**Recorded information**:
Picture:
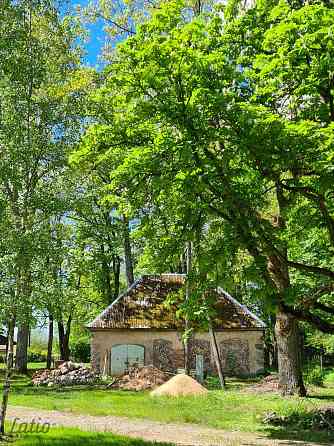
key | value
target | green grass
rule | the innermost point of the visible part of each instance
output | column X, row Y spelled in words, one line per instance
column 75, row 437
column 234, row 409
column 31, row 366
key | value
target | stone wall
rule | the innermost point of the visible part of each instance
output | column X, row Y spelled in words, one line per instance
column 241, row 350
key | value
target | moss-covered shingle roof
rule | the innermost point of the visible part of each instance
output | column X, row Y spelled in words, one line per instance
column 143, row 306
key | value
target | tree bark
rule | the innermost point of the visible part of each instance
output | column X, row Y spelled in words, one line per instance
column 117, row 273
column 289, row 355
column 7, row 381
column 217, row 357
column 127, row 252
column 107, row 287
column 50, row 342
column 21, row 363
column 186, row 341
column 64, row 337
column 286, row 334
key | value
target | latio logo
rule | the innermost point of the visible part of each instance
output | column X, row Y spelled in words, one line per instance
column 32, row 427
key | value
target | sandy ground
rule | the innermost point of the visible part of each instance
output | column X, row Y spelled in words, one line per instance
column 177, row 434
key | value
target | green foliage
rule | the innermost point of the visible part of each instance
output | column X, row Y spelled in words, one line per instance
column 80, row 350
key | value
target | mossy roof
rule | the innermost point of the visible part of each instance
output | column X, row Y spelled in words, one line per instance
column 143, row 306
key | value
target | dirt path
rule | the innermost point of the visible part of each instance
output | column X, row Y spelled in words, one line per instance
column 178, row 434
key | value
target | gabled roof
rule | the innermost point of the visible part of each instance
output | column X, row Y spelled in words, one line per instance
column 143, row 306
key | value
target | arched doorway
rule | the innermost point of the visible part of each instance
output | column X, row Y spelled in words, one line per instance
column 124, row 356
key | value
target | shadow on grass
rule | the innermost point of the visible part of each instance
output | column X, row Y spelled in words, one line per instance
column 292, row 436
column 75, row 437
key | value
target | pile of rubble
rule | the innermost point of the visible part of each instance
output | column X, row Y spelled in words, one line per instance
column 67, row 374
column 144, row 378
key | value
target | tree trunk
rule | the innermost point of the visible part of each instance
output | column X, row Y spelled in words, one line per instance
column 286, row 334
column 21, row 363
column 63, row 342
column 117, row 273
column 7, row 381
column 217, row 358
column 127, row 252
column 289, row 355
column 50, row 342
column 107, row 287
column 186, row 341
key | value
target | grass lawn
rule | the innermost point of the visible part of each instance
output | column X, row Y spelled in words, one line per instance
column 32, row 365
column 75, row 437
column 234, row 409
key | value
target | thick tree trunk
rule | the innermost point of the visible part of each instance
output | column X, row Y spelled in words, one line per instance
column 7, row 381
column 50, row 342
column 217, row 357
column 289, row 355
column 117, row 274
column 64, row 337
column 107, row 286
column 186, row 341
column 286, row 334
column 127, row 252
column 21, row 363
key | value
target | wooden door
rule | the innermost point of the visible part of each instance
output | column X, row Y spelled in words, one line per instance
column 124, row 356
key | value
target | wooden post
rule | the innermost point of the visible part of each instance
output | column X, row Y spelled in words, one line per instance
column 217, row 357
column 7, row 381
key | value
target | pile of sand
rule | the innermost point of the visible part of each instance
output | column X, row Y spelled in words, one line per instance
column 180, row 385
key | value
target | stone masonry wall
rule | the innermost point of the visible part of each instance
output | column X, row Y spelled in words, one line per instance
column 242, row 351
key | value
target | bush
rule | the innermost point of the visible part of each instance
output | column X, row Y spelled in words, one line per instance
column 314, row 375
column 80, row 350
column 316, row 419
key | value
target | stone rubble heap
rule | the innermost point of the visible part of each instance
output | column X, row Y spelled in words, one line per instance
column 67, row 374
column 143, row 378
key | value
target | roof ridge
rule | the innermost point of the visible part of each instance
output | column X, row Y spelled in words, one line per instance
column 243, row 307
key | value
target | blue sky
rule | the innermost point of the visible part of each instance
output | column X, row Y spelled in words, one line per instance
column 96, row 37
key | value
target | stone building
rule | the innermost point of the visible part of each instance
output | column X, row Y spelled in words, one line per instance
column 139, row 328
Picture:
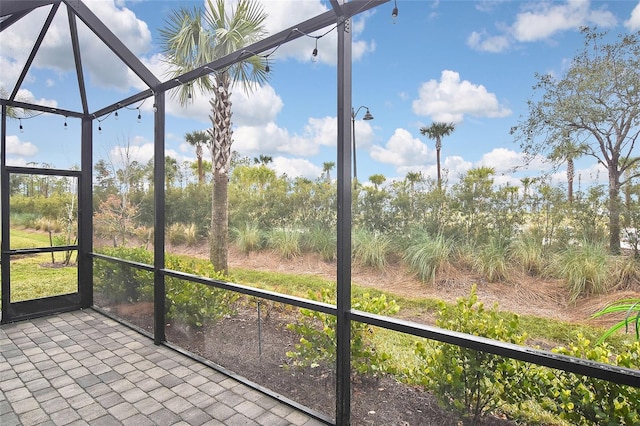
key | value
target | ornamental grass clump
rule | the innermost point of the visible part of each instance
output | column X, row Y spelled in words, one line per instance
column 492, row 260
column 585, row 268
column 321, row 240
column 527, row 251
column 428, row 256
column 371, row 248
column 285, row 241
column 248, row 238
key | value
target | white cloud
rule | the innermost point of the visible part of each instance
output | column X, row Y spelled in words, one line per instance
column 450, row 99
column 485, row 43
column 16, row 147
column 140, row 152
column 402, row 150
column 294, row 167
column 102, row 66
column 283, row 14
column 633, row 23
column 543, row 19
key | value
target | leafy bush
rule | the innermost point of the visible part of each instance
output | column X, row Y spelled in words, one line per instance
column 584, row 267
column 318, row 340
column 176, row 235
column 191, row 234
column 631, row 309
column 119, row 283
column 248, row 238
column 193, row 304
column 428, row 256
column 583, row 400
column 472, row 383
column 285, row 241
column 371, row 248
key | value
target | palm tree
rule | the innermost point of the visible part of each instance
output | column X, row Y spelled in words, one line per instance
column 326, row 169
column 198, row 139
column 437, row 131
column 568, row 150
column 263, row 159
column 193, row 38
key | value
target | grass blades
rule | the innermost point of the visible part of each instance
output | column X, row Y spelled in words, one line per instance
column 285, row 241
column 321, row 240
column 527, row 251
column 492, row 260
column 585, row 268
column 427, row 256
column 371, row 248
column 248, row 238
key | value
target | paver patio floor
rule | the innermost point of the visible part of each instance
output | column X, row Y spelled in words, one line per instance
column 83, row 368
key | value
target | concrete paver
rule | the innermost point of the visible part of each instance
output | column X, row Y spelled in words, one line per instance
column 81, row 368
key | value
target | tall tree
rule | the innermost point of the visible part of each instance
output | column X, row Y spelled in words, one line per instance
column 192, row 38
column 597, row 100
column 437, row 131
column 198, row 139
column 567, row 150
column 326, row 169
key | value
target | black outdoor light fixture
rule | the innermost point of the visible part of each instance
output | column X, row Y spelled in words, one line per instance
column 367, row 117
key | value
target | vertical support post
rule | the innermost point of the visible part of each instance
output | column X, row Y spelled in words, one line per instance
column 343, row 302
column 4, row 219
column 159, row 219
column 85, row 215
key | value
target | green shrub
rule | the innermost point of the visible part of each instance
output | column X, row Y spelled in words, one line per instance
column 371, row 248
column 119, row 283
column 428, row 256
column 248, row 238
column 285, row 241
column 631, row 310
column 191, row 234
column 196, row 304
column 472, row 383
column 322, row 240
column 492, row 260
column 585, row 268
column 583, row 400
column 190, row 303
column 318, row 341
column 176, row 235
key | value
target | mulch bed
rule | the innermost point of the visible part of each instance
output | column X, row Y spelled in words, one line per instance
column 259, row 354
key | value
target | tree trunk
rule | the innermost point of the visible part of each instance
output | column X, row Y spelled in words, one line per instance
column 219, row 223
column 614, row 210
column 570, row 176
column 200, row 171
column 221, row 154
column 438, row 162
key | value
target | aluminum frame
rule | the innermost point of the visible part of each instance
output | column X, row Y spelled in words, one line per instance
column 340, row 15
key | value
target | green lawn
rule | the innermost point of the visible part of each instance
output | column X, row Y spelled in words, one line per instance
column 35, row 276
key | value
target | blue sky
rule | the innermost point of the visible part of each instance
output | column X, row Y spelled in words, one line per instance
column 468, row 62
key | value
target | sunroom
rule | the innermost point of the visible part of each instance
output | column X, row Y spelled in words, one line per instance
column 253, row 352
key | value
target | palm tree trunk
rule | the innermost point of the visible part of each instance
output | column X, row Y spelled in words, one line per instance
column 221, row 154
column 438, row 162
column 200, row 171
column 218, row 243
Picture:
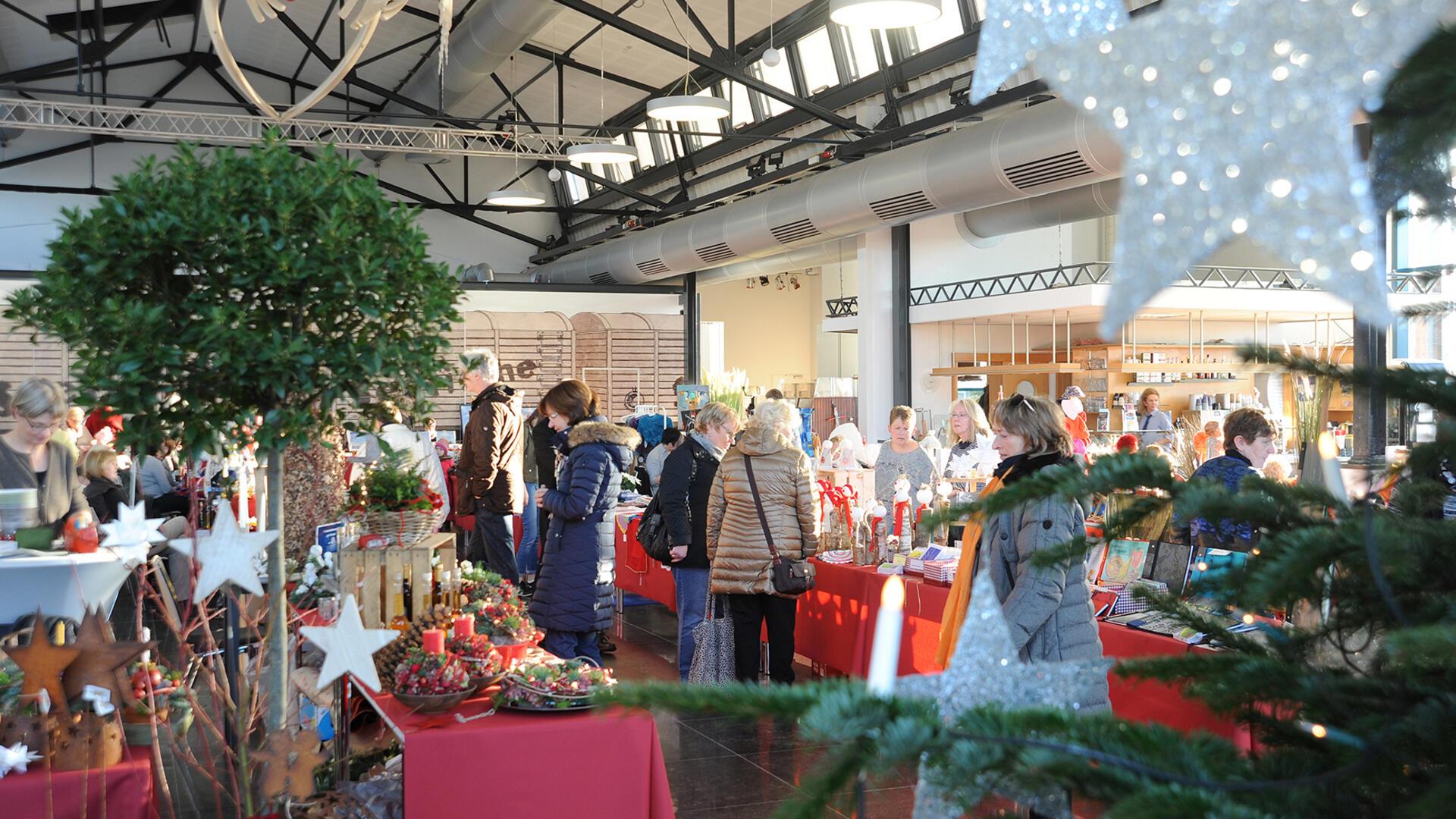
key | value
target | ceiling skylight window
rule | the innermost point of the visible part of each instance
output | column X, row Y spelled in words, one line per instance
column 817, row 60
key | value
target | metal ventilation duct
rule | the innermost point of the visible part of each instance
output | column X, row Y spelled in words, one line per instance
column 491, row 33
column 1063, row 207
column 1038, row 150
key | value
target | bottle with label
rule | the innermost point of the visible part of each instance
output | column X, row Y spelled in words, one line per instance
column 400, row 623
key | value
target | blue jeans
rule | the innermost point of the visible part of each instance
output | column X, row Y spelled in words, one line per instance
column 692, row 595
column 568, row 645
column 528, row 558
column 492, row 542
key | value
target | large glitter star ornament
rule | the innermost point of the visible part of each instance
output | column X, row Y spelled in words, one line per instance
column 348, row 648
column 986, row 670
column 1237, row 120
column 131, row 526
column 224, row 556
column 1015, row 30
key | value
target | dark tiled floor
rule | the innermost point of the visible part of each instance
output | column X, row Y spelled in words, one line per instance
column 727, row 767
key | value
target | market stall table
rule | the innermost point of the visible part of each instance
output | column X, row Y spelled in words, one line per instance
column 835, row 629
column 638, row 573
column 64, row 583
column 117, row 792
column 603, row 764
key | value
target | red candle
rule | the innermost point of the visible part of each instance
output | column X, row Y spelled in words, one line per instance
column 465, row 627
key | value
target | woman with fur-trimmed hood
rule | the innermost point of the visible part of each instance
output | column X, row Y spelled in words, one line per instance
column 573, row 599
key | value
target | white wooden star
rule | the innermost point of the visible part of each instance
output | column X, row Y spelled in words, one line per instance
column 224, row 556
column 348, row 646
column 987, row 670
column 131, row 526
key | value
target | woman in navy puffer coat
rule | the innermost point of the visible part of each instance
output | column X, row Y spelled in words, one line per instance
column 573, row 599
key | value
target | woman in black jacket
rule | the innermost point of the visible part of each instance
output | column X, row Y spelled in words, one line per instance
column 688, row 480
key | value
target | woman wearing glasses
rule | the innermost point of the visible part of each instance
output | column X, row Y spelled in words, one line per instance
column 30, row 460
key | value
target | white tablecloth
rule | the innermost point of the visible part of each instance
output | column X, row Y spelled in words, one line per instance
column 63, row 583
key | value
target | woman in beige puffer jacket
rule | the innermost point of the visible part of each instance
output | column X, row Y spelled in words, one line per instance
column 737, row 548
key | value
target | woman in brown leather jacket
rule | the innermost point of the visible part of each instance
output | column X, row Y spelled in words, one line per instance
column 737, row 545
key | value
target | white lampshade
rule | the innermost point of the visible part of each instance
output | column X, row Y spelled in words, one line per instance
column 883, row 14
column 688, row 108
column 604, row 153
column 514, row 197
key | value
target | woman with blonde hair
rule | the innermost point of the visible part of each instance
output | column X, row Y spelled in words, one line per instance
column 902, row 455
column 764, row 468
column 30, row 460
column 1049, row 608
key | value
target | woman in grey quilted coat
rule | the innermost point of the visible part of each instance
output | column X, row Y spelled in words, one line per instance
column 1049, row 610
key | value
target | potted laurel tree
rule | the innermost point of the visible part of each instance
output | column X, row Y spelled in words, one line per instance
column 251, row 297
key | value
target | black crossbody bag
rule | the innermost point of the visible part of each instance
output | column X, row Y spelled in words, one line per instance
column 789, row 577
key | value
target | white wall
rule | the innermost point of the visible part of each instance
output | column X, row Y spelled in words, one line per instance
column 30, row 221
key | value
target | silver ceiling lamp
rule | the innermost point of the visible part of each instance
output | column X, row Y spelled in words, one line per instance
column 883, row 14
column 688, row 107
column 516, row 197
column 604, row 152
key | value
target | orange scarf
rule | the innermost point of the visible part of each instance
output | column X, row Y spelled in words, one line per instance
column 960, row 598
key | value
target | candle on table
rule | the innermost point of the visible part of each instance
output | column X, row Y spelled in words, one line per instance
column 884, row 659
column 465, row 627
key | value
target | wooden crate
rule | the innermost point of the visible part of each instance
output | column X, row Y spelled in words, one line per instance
column 369, row 575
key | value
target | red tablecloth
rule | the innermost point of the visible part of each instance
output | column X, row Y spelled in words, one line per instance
column 638, row 573
column 598, row 764
column 120, row 792
column 836, row 629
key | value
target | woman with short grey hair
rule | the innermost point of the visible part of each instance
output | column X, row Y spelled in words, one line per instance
column 30, row 460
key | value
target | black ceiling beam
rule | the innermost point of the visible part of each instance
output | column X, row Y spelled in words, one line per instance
column 712, row 63
column 924, row 63
column 573, row 63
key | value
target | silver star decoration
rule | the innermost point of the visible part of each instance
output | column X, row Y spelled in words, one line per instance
column 224, row 556
column 348, row 648
column 131, row 526
column 1237, row 120
column 1015, row 30
column 986, row 670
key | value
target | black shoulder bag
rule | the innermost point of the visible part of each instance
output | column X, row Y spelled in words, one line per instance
column 789, row 577
column 653, row 531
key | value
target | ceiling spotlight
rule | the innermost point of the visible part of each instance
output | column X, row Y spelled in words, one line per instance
column 514, row 197
column 604, row 153
column 883, row 14
column 688, row 108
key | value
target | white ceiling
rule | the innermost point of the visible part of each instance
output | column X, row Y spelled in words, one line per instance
column 273, row 49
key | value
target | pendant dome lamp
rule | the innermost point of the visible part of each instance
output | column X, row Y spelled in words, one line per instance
column 883, row 14
column 688, row 107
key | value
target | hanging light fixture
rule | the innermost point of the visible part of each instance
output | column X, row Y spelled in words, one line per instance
column 688, row 107
column 883, row 14
column 603, row 152
column 514, row 197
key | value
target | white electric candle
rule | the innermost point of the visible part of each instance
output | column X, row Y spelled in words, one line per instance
column 884, row 659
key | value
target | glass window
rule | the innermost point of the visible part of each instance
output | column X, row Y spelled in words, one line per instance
column 644, row 143
column 859, row 52
column 941, row 30
column 577, row 188
column 778, row 76
column 737, row 93
column 817, row 60
column 707, row 130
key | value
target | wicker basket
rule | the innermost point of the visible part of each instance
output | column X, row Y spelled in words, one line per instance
column 405, row 528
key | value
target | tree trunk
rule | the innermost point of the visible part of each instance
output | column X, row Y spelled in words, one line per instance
column 275, row 664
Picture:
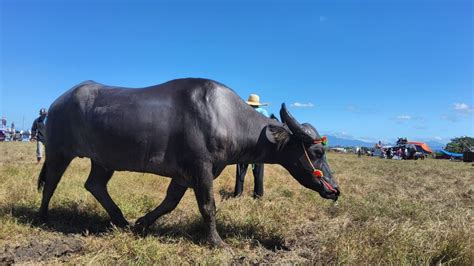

**Exercise directions**: Write out the entries again, from the beginning through the line that contains "column 178, row 434", without the pictures.

**Final answer**:
Picture:
key | value
target | green grass
rule | the innermost point of the visible part of each instance
output | column X, row Y spelled in words, one line per instance
column 75, row 437
column 234, row 409
column 31, row 366
key | value
target | stone wall
rule | the innermost point of the visible part of each instance
output | column X, row Y spelled in words, one line per instance
column 241, row 350
key | value
target | moss-covered shingle roof
rule | the innermost point of the visible part of each instance
output | column X, row Y spelled in words, one line per instance
column 143, row 306
key | value
target | tree bark
rule | the innermost point of the visible part of each instance
output | column X, row Y spelled in words, one line per instance
column 117, row 273
column 289, row 355
column 7, row 381
column 217, row 357
column 127, row 252
column 107, row 287
column 50, row 342
column 21, row 363
column 186, row 341
column 64, row 337
column 286, row 334
key | value
target | latio logo
rule | the innermost point of the visible part of each instance
output | column X, row Y spelled in words, one line per instance
column 32, row 427
key | value
target | sandy ground
rule | the innermost point of the visible part of each instance
output | column X, row Y spelled in words, one line per instance
column 177, row 434
key | value
target | green foliage
rule | the innermost point of the visible part of each instance
output | column X, row Y spelled in words, one line per instance
column 80, row 350
key | value
target | mossy roof
rule | the innermost point of the visible part of each instance
output | column X, row Y spelled in words, one line per instance
column 143, row 306
key | value
target | dirt path
rule | the innermost point of the visible part of each instance
output | column X, row Y spelled in words, one line per instance
column 178, row 434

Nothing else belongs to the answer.